_Page_.
[start]
Pursuant to the forbearance agreement, Lessee shall, among other things, (i) make the payments set forth in the forbearance agreement on or before the dates specified therein, totaling $173,375.76, (ii) be current on all rent due under Schedule 1 of the Master Lease Agreement by June 3, 2018 and be current on all rent due under Schedule 2 of the Master Lease Agreement by May 30, 2018, (ii) reinstate or renew and continue in effect all insurance as required under the Master Lease Agreement at Lessee’s sole cost and expense, (iv) pay a forbearance fee to Lessor totaling $4,500, which shall not be due until termination of the Master Lease Agreement and (v) execute a surrender agreement with respect to the Lessee’s equipment, which will be held in escrow by Lessor and not deemed effective unless and until the earlier to occur of: (a) the Expiration Date, provided liabilities under Master Lease Agreement remain due but unpaid; (b) such time as Lessor accelerates due and unpaid liabilities pursuant to the term of the forbearance agreement and the Master Lease Agreement; or (c) a default occurs under the forbearance agreement or the Master Lease Agreement (each a “Triggering Event”).
[end]
_Request_. Translate this sentence from the forbearance agreement passage into Spanish: "Pursuant to the forbearance agreement, Lessee shall, among other things, (i) make the payments set forth in the forbearance agreement on or before the dates specified therein, totaling $173,375.76, (ii) be current on all rent due under Schedule 1 of the Master Lease Agreement by June 3, 2018 and be current on all rent due under Schedule 2 of the Master Lease Agreement by May 30, 2018, (ii) reinstate or renew and continue in effect all insurance as required under the Master Lease Agreement at Lessee’s sole cost and expense, (iv) pay a forbearance fee to Lessor totaling $4,500, which shall not be due until termination of the Master Lease Agreement and (v) execute a surrender agreement with respect to the Lessee’s equipment, which will be held in escrow by Lessor and not deemed effective unless and until the earlier to occur of: (a) the Expiration Date, provided liabilities under Master Lease Agreement remain due but unpaid; (b) such time as Lessor accelerates due and unpaid liabilities pursuant to the term of the forbearance agreement and the Master Lease Agreement; or (c) a default occurs under the forbearance agreement or the Master Lease Agreement (each a “Triggering Event”)."

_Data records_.
[start]
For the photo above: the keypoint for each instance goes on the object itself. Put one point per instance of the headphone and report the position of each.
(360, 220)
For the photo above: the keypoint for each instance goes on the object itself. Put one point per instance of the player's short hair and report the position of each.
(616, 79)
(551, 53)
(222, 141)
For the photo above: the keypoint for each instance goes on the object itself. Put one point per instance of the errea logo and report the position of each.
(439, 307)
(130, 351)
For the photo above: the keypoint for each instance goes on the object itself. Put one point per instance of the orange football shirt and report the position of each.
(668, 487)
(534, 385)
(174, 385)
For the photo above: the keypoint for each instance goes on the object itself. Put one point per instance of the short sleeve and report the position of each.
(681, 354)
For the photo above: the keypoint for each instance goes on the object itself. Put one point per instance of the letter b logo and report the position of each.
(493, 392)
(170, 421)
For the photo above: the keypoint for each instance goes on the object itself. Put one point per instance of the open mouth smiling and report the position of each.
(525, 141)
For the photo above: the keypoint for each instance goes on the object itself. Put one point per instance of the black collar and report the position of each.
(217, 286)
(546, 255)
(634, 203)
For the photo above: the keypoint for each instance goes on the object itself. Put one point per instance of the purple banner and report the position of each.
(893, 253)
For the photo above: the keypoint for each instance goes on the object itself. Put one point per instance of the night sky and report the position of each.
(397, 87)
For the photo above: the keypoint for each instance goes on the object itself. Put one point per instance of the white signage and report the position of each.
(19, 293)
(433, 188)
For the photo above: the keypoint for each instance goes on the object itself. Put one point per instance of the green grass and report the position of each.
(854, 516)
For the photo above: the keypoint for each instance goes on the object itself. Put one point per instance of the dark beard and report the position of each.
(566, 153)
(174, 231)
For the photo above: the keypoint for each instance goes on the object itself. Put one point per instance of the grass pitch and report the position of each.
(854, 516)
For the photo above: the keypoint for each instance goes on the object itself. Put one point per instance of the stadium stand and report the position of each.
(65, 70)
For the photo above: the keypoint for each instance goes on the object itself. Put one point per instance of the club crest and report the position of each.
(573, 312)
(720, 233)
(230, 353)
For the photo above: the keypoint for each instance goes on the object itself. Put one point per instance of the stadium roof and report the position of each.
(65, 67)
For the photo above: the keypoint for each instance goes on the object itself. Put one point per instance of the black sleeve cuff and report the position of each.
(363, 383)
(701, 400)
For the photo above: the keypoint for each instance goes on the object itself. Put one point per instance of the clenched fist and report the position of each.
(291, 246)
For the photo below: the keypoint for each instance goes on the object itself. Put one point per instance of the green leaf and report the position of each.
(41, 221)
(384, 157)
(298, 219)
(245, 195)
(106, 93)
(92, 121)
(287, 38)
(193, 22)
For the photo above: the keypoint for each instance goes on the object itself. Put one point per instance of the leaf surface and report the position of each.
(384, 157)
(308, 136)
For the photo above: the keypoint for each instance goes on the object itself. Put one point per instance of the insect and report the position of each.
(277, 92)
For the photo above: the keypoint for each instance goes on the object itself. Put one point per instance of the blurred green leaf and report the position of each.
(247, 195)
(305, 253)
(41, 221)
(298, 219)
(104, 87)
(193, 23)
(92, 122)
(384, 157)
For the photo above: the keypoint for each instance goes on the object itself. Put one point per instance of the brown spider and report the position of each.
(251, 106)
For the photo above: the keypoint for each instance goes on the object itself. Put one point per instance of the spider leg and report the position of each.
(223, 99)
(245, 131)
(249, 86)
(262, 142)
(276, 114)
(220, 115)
[end]
_Solution_. Conforme al acuerdo de espera, el Arrendatario deberá, entre otras cosas, (i) efectuar los pagos establecidos en el acuerdo de espera en las fechas allí especificadas o antes de ellas, por un total de $173,375.76, (ii) estar al corriente en todas las rentas adeudadas conforme al Anexo 1 del Contrato Maestro de Arrendamiento a más tardar el 3 de junio de 2018 y estar al corriente en todas las rentas adeudadas conforme al Anexo 2 del Contrato Maestro de Arrendamiento a más tardar el 30 de mayo de 2018, (ii) restablecer o renovar y mantener vigentes todos los seguros exigidos por el Contrato Maestro de Arrendamiento, a costo y cargo exclusivo del Arrendatario, (iv) pagar al Arrendador una comisión de espera por un total de $4,500, que no será exigible hasta la terminación del Contrato Maestro de Arrendamiento, y (v) suscribir un acuerdo de entrega con respecto al equipo del Arrendatario, que el Arrendador mantendrá en custodia y que no se considerará vigente a menos que y hasta que ocurra lo primero de lo siguiente: (a) la Fecha de Vencimiento, siempre que las obligaciones conforme al Contrato Maestro de Arrendamiento sigan siendo exigibles pero no hayan sido pagadas; (b) el momento en que el Arrendador dé por vencidas anticipadamente las obligaciones exigibles e impagas conforme a lo dispuesto en el acuerdo de espera y en el Contrato Maestro de Arrendamiento; o (c) que ocurra un incumplimiento conforme al acuerdo de espera o al Contrato Maestro de Arrendamiento (cada uno, un "Evento Desencadenante").